Directions: Update the records from their first line through the line that contains "85], [23, 87]]", changing "steel rail" to "iron rail" and leaving everything else untouched. Return only those lines.

Provided data:
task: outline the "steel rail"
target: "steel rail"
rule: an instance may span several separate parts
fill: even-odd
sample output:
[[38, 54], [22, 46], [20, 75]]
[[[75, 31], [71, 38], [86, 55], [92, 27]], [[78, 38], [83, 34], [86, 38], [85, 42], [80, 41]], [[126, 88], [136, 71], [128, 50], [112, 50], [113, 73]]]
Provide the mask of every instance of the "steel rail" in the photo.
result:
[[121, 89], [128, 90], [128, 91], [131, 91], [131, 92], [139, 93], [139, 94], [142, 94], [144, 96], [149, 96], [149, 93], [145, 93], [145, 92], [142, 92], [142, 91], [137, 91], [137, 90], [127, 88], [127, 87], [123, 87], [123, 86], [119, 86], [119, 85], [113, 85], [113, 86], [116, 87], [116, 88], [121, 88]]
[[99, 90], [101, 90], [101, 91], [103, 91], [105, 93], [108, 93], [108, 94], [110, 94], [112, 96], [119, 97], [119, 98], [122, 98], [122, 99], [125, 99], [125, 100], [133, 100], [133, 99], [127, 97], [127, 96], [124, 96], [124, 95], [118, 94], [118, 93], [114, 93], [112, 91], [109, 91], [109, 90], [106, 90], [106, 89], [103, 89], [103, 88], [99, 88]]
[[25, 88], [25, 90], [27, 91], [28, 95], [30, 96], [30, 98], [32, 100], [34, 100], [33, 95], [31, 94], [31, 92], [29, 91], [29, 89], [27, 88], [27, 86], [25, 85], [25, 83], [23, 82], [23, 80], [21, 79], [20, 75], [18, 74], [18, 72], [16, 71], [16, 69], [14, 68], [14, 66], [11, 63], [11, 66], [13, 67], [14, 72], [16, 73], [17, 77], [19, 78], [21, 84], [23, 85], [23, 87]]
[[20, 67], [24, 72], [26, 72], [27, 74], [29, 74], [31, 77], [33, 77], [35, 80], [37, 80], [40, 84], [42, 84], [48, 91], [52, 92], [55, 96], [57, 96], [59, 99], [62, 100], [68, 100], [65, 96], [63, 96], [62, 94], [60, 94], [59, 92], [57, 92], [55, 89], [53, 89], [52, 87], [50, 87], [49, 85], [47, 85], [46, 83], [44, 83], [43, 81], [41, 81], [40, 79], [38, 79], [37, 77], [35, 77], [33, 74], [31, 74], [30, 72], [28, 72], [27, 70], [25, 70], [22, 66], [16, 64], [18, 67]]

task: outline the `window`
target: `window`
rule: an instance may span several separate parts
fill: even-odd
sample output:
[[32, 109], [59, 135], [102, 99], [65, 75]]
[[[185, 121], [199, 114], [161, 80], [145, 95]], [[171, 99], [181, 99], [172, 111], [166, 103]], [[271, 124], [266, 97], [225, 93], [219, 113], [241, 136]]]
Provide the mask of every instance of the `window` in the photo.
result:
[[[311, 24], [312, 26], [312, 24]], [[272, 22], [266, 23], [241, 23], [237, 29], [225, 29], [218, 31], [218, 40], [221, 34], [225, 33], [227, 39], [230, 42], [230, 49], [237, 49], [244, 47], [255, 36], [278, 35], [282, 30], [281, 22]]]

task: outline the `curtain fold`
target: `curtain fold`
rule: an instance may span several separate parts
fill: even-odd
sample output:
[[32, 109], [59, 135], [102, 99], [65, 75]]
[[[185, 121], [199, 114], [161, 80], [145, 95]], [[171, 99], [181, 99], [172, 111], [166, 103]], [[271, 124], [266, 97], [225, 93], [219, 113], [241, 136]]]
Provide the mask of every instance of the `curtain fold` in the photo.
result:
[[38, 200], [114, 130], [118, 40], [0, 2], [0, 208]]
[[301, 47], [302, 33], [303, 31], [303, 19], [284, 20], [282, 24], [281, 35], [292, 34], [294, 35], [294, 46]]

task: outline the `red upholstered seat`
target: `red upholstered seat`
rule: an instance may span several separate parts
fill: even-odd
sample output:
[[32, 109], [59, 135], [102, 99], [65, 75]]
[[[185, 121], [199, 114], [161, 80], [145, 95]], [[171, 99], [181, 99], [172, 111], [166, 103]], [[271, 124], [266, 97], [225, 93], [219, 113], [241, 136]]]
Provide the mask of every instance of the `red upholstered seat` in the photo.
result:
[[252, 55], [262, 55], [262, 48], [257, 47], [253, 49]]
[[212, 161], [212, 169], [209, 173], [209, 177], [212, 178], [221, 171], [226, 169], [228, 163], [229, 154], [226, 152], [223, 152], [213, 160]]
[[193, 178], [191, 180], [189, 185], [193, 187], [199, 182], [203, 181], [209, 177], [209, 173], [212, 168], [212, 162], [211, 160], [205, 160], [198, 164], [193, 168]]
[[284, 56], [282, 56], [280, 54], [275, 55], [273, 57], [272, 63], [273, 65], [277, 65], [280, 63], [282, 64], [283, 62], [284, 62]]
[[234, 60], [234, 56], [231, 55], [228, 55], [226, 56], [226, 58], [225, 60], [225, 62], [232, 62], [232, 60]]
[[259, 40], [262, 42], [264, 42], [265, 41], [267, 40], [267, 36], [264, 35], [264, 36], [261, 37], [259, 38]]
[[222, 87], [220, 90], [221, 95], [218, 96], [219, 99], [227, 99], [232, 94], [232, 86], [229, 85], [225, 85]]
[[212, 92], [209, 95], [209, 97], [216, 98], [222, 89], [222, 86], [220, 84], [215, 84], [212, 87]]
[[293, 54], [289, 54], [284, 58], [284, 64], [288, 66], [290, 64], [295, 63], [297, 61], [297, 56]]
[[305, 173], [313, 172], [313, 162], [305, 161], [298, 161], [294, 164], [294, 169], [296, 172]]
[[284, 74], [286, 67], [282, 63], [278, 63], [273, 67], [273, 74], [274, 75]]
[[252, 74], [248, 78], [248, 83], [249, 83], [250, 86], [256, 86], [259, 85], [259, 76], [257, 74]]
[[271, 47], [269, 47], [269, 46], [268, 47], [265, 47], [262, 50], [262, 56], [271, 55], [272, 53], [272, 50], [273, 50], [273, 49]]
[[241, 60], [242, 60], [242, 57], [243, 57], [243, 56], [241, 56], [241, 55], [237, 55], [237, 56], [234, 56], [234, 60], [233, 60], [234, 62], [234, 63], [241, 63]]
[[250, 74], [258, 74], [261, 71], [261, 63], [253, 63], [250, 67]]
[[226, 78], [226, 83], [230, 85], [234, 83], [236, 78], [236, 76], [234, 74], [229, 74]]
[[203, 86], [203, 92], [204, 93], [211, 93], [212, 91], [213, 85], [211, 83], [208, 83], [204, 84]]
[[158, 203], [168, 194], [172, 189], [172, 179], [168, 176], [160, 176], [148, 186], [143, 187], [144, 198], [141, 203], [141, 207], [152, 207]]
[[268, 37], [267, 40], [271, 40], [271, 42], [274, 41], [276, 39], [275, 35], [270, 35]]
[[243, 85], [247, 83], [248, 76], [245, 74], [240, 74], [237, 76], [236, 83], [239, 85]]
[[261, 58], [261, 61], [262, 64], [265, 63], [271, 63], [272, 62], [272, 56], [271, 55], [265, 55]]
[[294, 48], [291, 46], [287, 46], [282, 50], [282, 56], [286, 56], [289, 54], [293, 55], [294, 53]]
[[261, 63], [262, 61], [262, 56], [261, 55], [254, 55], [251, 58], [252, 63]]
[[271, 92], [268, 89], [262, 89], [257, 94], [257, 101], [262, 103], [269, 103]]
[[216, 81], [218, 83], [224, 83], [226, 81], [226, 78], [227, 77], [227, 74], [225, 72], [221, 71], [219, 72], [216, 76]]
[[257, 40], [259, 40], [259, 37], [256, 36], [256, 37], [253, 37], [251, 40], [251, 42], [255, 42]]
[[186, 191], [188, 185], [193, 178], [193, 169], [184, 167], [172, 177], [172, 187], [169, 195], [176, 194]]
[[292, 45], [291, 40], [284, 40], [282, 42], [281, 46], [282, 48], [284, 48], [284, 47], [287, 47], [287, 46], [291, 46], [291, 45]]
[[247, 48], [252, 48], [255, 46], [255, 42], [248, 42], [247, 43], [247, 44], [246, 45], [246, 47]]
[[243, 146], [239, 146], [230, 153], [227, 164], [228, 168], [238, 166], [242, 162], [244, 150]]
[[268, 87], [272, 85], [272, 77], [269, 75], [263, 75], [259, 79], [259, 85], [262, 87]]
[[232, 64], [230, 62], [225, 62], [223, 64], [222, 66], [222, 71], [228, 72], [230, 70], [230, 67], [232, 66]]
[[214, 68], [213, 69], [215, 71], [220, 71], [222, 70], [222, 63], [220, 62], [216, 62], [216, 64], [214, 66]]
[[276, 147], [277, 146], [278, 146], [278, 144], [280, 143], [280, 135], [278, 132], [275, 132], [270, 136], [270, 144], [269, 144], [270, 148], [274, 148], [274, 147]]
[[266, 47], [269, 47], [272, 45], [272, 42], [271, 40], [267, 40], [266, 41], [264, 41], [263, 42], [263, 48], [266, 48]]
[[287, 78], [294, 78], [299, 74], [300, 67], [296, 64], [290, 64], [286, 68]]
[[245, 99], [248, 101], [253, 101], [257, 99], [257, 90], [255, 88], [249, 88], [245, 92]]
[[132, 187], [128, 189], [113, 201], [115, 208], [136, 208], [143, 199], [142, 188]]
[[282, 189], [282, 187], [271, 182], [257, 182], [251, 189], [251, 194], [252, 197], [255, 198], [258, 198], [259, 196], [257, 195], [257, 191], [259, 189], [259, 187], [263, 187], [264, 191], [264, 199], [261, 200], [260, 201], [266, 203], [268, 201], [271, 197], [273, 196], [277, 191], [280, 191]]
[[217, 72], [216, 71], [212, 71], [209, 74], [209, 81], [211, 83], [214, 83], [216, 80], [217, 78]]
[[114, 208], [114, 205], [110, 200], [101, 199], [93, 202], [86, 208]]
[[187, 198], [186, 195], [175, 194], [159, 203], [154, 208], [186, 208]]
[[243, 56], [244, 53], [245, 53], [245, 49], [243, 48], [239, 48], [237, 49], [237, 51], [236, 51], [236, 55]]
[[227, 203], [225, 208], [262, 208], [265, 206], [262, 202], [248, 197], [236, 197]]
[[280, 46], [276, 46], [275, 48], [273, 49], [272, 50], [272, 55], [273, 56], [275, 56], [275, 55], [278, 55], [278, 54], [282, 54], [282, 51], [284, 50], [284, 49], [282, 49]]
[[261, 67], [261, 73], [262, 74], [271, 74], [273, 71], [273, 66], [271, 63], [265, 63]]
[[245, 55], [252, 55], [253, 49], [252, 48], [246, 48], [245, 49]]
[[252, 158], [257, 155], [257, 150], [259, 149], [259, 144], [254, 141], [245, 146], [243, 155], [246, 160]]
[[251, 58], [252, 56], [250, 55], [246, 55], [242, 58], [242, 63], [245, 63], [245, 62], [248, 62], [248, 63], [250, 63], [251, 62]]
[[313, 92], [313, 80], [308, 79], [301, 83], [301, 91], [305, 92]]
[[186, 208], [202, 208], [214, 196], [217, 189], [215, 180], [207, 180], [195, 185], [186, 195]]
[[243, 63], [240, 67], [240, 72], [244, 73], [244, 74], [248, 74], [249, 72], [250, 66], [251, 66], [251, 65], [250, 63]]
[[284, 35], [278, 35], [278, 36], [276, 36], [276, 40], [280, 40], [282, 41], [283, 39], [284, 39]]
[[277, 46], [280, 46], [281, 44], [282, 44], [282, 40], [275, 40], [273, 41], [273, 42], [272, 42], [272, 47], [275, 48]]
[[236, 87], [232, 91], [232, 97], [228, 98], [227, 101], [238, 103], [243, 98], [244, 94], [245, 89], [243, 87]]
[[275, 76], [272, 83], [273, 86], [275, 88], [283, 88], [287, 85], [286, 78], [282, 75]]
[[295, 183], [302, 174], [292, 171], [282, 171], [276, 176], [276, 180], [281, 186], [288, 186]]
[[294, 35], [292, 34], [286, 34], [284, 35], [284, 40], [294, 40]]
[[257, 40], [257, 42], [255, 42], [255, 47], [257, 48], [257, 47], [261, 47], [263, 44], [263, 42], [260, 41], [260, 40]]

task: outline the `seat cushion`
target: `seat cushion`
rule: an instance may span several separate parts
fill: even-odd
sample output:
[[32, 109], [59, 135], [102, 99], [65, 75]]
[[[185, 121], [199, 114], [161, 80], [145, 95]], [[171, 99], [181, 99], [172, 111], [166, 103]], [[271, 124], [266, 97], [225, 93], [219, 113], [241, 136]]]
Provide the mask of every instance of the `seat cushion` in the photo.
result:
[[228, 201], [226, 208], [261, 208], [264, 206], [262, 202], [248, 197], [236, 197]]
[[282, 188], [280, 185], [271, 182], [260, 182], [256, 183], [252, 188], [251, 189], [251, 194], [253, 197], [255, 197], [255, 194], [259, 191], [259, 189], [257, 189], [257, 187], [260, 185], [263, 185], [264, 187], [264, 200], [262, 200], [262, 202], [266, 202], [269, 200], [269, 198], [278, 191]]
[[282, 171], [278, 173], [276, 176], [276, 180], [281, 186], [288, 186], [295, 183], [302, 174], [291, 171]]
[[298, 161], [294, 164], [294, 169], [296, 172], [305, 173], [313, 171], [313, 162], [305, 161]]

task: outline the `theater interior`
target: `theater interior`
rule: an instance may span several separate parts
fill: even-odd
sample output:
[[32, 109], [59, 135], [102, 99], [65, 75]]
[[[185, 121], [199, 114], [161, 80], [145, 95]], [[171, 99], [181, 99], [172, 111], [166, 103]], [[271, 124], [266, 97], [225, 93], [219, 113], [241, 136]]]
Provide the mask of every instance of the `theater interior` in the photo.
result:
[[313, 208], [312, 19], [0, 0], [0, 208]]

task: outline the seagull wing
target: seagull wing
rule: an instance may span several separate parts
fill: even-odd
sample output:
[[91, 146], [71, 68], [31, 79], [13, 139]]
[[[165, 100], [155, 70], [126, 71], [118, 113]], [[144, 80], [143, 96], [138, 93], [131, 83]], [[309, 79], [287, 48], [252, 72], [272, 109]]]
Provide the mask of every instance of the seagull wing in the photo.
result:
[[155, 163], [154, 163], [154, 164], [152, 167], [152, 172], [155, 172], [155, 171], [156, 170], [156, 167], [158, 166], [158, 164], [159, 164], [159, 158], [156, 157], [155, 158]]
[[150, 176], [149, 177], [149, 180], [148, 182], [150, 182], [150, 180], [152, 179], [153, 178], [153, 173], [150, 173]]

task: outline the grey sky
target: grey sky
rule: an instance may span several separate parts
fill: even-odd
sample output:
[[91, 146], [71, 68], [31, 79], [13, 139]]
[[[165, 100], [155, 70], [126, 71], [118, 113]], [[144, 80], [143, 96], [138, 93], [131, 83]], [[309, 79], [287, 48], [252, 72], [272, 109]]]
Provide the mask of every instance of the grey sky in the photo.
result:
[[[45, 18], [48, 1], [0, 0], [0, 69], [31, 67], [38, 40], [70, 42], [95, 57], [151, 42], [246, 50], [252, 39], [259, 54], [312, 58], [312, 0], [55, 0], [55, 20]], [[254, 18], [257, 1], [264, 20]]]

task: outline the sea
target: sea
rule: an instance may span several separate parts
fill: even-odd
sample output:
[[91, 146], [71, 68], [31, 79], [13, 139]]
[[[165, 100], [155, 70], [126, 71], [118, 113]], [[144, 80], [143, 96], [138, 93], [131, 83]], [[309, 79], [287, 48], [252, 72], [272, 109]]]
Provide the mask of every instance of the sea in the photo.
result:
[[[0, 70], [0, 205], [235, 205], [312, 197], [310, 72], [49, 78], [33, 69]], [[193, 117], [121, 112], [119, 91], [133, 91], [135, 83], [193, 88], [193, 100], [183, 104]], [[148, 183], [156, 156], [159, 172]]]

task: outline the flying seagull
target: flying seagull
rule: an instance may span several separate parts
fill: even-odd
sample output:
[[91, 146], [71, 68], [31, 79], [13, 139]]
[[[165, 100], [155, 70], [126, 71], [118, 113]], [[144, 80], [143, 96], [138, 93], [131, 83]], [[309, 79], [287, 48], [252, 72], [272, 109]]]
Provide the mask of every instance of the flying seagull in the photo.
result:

Right answer:
task: outline the "iron rail"
target: "iron rail"
rule: an instance may span several separate parts
fill: even-odd
sample output:
[[38, 54], [22, 46], [20, 75]]
[[[75, 31], [71, 38], [86, 55], [92, 27]], [[78, 38], [83, 34], [86, 38], [85, 42], [80, 41]], [[126, 88], [136, 71], [128, 50], [112, 50], [113, 73]]]
Provide the mask of every instance of the "iron rail" in the photo.
result:
[[121, 89], [128, 90], [128, 91], [131, 91], [131, 92], [139, 93], [139, 94], [142, 94], [144, 96], [149, 96], [149, 93], [145, 93], [145, 92], [142, 92], [142, 91], [137, 91], [137, 90], [127, 88], [127, 87], [123, 87], [123, 86], [119, 86], [119, 85], [113, 85], [113, 86], [116, 87], [116, 88], [121, 88]]
[[99, 90], [101, 90], [101, 91], [103, 91], [105, 93], [108, 93], [108, 94], [110, 94], [112, 96], [119, 97], [119, 98], [122, 98], [122, 99], [125, 99], [125, 100], [133, 100], [133, 99], [127, 97], [127, 96], [124, 96], [124, 95], [118, 94], [118, 93], [114, 93], [112, 91], [109, 91], [109, 90], [106, 90], [106, 89], [103, 89], [103, 88], [99, 88]]
[[25, 88], [25, 90], [27, 91], [28, 95], [30, 96], [30, 98], [32, 100], [34, 100], [33, 95], [31, 94], [31, 92], [29, 91], [29, 89], [27, 88], [27, 86], [25, 85], [25, 83], [23, 82], [23, 80], [21, 79], [20, 75], [18, 74], [18, 72], [16, 71], [16, 69], [14, 68], [14, 66], [11, 63], [11, 66], [13, 67], [14, 72], [16, 73], [17, 77], [19, 78], [21, 84], [23, 85], [23, 87]]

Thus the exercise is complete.